____ Material to process

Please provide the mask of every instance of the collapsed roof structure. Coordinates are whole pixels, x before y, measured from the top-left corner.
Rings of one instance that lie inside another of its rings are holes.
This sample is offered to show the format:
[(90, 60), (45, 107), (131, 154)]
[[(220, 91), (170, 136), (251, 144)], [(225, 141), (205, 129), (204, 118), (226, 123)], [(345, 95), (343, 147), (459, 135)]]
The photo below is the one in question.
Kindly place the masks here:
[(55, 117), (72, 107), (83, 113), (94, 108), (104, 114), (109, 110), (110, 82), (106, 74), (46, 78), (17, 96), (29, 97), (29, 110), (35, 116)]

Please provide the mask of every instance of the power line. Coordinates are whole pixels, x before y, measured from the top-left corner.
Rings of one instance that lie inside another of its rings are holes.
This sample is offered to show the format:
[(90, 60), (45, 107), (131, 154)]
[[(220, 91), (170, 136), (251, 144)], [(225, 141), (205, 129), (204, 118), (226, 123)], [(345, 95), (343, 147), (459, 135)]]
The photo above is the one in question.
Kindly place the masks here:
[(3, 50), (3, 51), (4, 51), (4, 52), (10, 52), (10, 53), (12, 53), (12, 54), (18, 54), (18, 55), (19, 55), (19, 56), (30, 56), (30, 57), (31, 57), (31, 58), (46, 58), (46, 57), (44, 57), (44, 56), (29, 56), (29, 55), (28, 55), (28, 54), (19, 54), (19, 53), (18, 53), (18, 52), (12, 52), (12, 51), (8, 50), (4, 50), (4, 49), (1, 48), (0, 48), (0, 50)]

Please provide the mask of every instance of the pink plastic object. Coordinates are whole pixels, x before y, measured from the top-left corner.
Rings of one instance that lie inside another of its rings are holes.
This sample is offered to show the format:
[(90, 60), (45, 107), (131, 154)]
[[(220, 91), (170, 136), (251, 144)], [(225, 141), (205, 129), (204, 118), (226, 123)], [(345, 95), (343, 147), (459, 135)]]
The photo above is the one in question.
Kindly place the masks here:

________

Rewrite all of the records above, replacing "whole pixels" with "integer pixels" and changing nothing else.

(Task response):
Please provide the mask of every instance of the collapsed roof structure. Coordinates are integer pixels, x before y, measured from the top-left corner.
Rings of one instance that lie inside another of its rings are holes.
This sample is offered to show the format:
[(90, 60), (45, 107), (131, 154)]
[[(220, 91), (170, 136), (251, 144)], [(225, 141), (205, 129), (204, 118), (226, 123)], [(345, 95), (343, 147), (459, 135)]]
The photo below is the one in question.
Kindly place the masks here:
[(55, 117), (72, 107), (83, 113), (94, 108), (104, 114), (109, 110), (110, 82), (106, 74), (46, 78), (17, 96), (29, 97), (29, 110), (35, 116)]

Please provide the mask of every instance of the power line. Coordinates are integer pixels, x before y, measured from the top-left corner.
Rings of one instance that lie inside another of its rings are holes.
This sample is offered to show the format:
[(90, 60), (45, 107), (131, 154)]
[[(220, 91), (170, 136), (251, 144)], [(225, 141), (205, 129), (204, 118), (226, 123)], [(345, 95), (343, 147), (459, 135)]]
The photo above is the one in question.
Kindly place the masks here:
[(3, 50), (3, 51), (4, 51), (4, 52), (10, 52), (10, 53), (12, 53), (12, 54), (18, 54), (18, 55), (19, 55), (19, 56), (30, 56), (30, 57), (31, 57), (31, 58), (46, 58), (46, 57), (44, 57), (44, 56), (29, 56), (29, 55), (28, 55), (28, 54), (19, 54), (19, 53), (18, 53), (18, 52), (12, 52), (12, 51), (8, 50), (4, 50), (4, 49), (1, 48), (0, 48), (0, 50)]

Please provide the mask of every instance of the pink plastic object. Coordinates are integer pixels, x before y, measured from the top-left corner.
Rings of one instance that lie inside another of its rings are holes.
This sample is offered to show the format:
[(90, 60), (45, 107), (131, 154)]
[[(220, 91), (170, 136), (251, 144)], [(225, 141), (205, 129), (204, 118), (226, 123)], [(345, 95), (343, 147), (459, 135)]]
The photo above is the one in question.
Kindly place the masks here:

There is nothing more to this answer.